Distributed Systems Review Sheet

Apr 21, 2026reference

My final review sheet, adapted to be useful to look back at in a few years

Big ideas of the course: scaling horizontally, dealing with failures

#Networking

layers of the network stack:

application protocol (http / ftp / etc)
transport protocol (TCP / UDP)
network connects links (IP address)
link connects two physical nodes (MAC address)
physical nodes

Notes

tcp: ordering guarantees, retries
udp: used when real-time latency > correctness (e.g. livestreaming)
routing table lists next link for each destination IP

#Communication

raw message parsing: hard to program with
distributed shared memory: high overhead, hard to deal with errors
RPC (remote procedure call): well known procedure call semantics, procedures are executed on remote nodes

##RPC

export table holds fid, fname, callback_fn_ptr
rebind functions on server restart with new fids
- this is necessary to allow clients to detect when a server failed and restarted, because it may have possible executed a previous function without providing an ack
prev_calls table holds client_ip, pid, seq_number to provide at-most-once semantics
- Xerox RPC gives at most semantics: exactly once on success, at most once on failure
dynamic binding: RPC server registers its existence and available functions to a registry that clients can request info from
gRPC: TCP, at most once semantics

##RMI: Remote Method Invocation

OOP version of RPC
server maintains objects and allows remote objects to access methods
Java RMI's garbage collection in distributed systems: reference listing, with leases to handle failures

##Message based communication

allows space/time decoupling, separation of concerns
topologies: single broker, mesh, flexible, peer-to-peer

#Distributed File Systems

NFS design principles:

access transparency: no distinction between local and remote files
performance
portable
simple design
- stateless requests
- idempotent operations

implementation

iterative lookups (since any point can be a new mount point)

* * * * * * *

Instructions to follow: Write out the passage of the distributed systems review sheet from "Big ideas of" up to and including "nodes (MAC address)", word for word.

* * * * * * *

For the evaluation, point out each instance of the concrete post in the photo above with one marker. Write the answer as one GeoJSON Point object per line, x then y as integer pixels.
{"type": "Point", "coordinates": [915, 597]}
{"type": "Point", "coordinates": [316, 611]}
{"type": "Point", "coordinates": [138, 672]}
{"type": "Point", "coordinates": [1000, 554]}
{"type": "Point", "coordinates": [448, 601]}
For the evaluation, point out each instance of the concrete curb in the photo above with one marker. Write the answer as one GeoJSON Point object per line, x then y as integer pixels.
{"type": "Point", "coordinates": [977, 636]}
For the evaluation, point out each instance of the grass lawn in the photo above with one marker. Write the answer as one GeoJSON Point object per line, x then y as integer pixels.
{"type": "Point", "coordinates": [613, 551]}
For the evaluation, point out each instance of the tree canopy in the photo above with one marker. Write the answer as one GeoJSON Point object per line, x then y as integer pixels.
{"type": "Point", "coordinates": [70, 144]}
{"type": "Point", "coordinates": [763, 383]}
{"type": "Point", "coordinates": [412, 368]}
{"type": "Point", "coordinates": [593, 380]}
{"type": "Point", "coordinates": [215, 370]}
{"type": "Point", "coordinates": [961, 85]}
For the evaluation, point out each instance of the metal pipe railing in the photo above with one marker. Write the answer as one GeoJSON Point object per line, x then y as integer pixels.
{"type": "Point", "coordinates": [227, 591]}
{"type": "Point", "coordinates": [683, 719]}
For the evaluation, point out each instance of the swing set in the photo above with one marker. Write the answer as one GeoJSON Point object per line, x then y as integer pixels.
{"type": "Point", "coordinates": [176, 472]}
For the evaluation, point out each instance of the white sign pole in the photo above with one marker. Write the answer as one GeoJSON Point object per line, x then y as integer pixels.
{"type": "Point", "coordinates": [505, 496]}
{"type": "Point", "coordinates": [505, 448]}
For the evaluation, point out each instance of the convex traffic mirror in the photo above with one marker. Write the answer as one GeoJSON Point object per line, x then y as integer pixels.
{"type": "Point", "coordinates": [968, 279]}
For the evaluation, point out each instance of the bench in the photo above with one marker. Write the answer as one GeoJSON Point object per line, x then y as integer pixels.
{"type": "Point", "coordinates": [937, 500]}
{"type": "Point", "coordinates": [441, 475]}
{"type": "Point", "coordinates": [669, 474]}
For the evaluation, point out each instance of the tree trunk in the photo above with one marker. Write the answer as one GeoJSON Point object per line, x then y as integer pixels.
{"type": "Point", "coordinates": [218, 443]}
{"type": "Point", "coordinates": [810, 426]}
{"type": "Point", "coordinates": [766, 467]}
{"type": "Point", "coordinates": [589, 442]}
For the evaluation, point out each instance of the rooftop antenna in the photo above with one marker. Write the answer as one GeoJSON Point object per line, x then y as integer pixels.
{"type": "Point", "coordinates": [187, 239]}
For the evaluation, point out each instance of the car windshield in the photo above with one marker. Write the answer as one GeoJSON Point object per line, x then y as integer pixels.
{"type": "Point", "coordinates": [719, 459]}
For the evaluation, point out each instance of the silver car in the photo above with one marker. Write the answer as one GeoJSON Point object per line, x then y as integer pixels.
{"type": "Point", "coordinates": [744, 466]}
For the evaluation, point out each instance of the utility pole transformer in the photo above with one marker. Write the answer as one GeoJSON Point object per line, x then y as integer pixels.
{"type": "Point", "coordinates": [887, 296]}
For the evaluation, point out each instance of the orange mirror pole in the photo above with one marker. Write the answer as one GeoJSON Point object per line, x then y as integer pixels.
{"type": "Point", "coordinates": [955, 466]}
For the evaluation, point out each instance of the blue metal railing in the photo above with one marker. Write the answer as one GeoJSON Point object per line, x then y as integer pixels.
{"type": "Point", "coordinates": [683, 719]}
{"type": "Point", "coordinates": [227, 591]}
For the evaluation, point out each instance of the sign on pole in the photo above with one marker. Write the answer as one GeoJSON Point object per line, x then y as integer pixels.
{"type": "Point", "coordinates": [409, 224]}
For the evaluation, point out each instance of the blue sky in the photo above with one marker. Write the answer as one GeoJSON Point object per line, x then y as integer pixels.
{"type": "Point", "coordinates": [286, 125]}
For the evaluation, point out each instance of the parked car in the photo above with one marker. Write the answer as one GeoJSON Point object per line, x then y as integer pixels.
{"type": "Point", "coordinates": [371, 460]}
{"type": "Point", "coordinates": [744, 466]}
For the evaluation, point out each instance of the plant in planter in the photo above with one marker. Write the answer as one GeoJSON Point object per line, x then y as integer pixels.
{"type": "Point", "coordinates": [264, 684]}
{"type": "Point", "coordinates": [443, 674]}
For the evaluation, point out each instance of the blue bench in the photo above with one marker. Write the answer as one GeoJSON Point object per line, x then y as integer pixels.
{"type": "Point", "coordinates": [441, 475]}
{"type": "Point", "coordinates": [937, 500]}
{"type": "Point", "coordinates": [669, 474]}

* * * * * * *

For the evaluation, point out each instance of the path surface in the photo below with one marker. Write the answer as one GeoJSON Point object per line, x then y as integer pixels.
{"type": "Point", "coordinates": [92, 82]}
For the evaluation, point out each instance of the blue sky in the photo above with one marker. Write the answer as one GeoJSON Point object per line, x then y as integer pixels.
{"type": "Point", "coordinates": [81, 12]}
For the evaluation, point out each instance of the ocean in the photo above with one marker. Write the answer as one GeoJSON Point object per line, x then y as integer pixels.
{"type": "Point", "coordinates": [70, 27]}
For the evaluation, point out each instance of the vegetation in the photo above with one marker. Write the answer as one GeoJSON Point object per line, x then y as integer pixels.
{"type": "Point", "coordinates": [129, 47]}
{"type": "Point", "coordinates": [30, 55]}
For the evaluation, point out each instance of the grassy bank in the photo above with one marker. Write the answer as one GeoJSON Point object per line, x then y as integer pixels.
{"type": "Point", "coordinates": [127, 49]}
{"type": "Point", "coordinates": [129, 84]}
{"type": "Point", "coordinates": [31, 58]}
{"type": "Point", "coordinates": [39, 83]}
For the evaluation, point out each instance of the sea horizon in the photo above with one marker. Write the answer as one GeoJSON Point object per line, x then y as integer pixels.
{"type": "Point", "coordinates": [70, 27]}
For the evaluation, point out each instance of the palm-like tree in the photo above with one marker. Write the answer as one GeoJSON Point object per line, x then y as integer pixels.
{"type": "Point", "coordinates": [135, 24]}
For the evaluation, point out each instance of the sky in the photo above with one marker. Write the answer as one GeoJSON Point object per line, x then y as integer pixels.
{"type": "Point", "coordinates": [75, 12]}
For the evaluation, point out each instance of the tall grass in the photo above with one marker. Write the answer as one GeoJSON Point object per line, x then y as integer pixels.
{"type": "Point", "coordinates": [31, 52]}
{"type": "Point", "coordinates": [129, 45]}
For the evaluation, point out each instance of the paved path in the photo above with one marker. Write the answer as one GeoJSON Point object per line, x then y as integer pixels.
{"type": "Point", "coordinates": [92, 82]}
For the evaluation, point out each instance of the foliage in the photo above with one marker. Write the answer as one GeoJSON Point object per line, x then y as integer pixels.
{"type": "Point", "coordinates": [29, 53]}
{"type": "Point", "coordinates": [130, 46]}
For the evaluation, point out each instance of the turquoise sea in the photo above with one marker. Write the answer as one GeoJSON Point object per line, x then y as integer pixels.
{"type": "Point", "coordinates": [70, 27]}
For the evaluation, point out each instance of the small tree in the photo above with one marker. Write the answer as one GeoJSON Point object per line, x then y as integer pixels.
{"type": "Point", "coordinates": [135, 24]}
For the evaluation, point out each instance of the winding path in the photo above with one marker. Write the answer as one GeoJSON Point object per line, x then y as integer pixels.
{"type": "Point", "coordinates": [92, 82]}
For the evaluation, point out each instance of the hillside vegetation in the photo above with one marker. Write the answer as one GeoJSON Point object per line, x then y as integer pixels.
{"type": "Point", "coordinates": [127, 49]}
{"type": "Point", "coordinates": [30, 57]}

* * * * * * *

Solution:
Big ideas of the course: scaling horizontally, dealing with failures

#Networking

layers of the network stack:

application protocol (http / ftp / etc)
transport protocol (TCP / UDP)
network connects links (IP address)
link connects two physical nodes (MAC address)